Description of the set of standards which would assist the integration of this data.  

  • DCAT - for dataset description for discovery and selection
  • DarwinCore - for species occurrence data
  • Geo-Location standards: 19115, GeoJSON, GeoSPARQL ...
  • LOINC – codes for identifying laboratories (would be applied internally to a dataset)
  • QB/Data Cube, if transformation from GHO structure (aggregated data) is required

Strategies for how these standards can be applied to existing resources.  Strategies of how they can be applied to new datasets such that the data can be integrated in real time.  Explicitly includes business processes and upstream activity to improve the way datasets are annotated at collection.

  • What infrastructure we might put into place that will make discovering, integrating, and visualizing data?
  • What pre-integrated datasets (e.g. databases) might be created/maintained that will help investigating future questions?
  • What recommendations (or tools) might we encourage data providers/collectors to use when creating new datasets?


If we appraise a dataset for its interoperability and potential for integration, what are the criteria against we score it?  Need to distinguish between quality issues and issues that pertain to interoperability.

Coverage

There is a rich battery of existing vocabularies maintained by WHO etc.  


Coffee and Cake Discussion

What is the story that we are trying to tell?  There are a couple of data integration stories: one is about assembling a more extensive and thorough coverage for a particular theme (quality of medicines).

• DATASET CONTENT:
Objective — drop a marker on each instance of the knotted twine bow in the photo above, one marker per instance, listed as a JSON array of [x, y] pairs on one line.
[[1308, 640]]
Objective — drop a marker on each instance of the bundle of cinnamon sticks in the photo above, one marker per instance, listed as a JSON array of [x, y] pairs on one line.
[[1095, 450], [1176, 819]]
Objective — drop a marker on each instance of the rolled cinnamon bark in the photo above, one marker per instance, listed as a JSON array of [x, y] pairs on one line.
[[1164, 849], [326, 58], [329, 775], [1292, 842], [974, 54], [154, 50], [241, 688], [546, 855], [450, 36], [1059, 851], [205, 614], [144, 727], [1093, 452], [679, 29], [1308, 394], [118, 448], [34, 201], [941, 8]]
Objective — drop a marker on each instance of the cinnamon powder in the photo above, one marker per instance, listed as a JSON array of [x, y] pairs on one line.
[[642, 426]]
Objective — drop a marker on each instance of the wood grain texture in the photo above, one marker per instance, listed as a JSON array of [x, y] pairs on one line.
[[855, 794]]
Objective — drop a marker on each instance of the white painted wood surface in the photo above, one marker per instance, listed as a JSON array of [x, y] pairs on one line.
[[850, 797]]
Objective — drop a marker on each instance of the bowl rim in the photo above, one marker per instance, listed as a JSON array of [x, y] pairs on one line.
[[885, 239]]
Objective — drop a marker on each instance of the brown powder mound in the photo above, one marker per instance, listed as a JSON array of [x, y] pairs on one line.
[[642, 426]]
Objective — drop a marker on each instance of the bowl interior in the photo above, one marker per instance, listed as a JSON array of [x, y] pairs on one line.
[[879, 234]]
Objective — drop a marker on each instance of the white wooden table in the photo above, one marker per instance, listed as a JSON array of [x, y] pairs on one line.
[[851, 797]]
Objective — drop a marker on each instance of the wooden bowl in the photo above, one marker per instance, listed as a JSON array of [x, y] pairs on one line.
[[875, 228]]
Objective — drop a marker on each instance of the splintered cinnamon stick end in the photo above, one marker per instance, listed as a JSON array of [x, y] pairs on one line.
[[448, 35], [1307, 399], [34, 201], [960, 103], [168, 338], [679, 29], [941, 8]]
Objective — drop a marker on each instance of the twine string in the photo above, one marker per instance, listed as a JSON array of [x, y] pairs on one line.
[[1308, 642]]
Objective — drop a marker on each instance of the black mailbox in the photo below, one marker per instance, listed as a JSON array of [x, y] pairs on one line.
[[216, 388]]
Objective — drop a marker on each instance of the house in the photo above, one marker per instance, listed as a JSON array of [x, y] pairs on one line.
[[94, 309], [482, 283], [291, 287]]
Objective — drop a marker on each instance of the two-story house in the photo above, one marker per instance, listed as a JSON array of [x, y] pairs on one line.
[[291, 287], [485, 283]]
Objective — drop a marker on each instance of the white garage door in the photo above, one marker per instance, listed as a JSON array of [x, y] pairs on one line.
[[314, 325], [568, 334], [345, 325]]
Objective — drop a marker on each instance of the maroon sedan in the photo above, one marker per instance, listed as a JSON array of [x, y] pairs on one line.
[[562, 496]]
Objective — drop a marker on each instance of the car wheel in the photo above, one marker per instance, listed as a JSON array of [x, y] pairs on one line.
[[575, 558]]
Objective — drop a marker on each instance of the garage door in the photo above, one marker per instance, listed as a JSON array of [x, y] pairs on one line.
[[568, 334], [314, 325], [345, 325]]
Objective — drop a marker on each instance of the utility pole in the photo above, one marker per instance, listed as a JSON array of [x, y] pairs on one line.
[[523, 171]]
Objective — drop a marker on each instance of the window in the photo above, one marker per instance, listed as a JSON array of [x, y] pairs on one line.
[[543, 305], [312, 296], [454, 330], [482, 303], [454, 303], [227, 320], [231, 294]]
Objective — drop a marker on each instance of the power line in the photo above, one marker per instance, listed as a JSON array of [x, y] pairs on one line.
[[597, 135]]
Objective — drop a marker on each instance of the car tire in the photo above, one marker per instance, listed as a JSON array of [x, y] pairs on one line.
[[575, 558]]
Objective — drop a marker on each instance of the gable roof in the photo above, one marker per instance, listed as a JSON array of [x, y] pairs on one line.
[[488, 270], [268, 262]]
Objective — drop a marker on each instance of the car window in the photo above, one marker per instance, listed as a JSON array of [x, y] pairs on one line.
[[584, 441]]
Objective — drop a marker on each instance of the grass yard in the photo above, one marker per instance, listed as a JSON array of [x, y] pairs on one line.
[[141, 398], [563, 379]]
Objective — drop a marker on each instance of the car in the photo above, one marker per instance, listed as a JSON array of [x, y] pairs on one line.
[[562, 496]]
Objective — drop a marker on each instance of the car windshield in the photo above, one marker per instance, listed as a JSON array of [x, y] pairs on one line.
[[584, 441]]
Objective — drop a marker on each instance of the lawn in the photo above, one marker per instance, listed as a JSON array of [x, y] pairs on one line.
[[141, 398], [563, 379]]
--
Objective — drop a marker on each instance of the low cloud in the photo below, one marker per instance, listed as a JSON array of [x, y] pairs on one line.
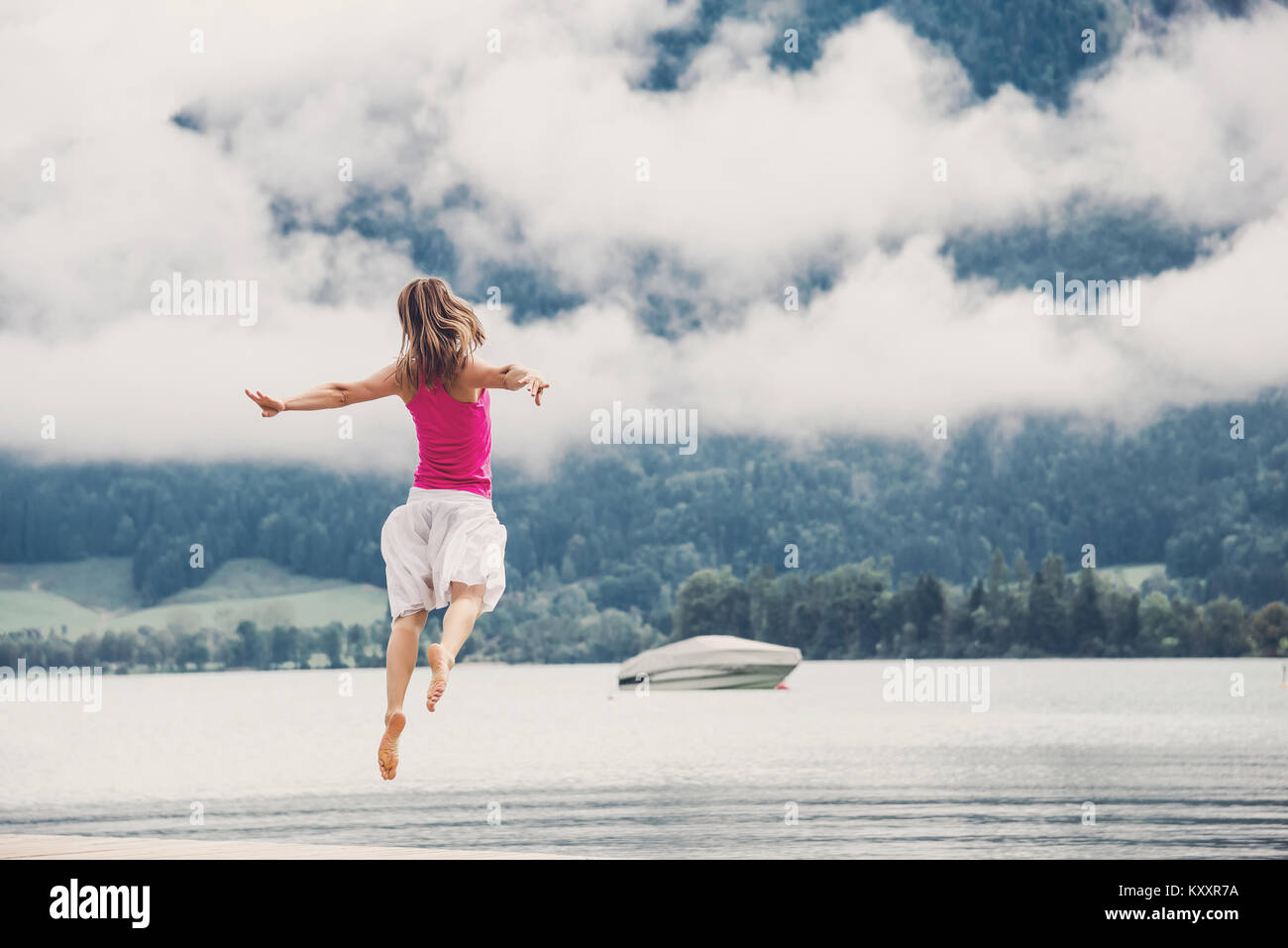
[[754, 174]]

• TASK TO CARRY OUT:
Please answer these questions from the text on data integration standards:
(a) Which standard is listed for species occurrence data?
(b) Under what condition does the list say QB/Data Cube would be used?
(c) What theme does the coffee and cake discussion give as the example for assembling more extensive coverage?

• EXPECTED ANSWER:
(a) DarwinCore
(b) If transformation from GHO structure (aggregated data) is required
(c) Quality of medicines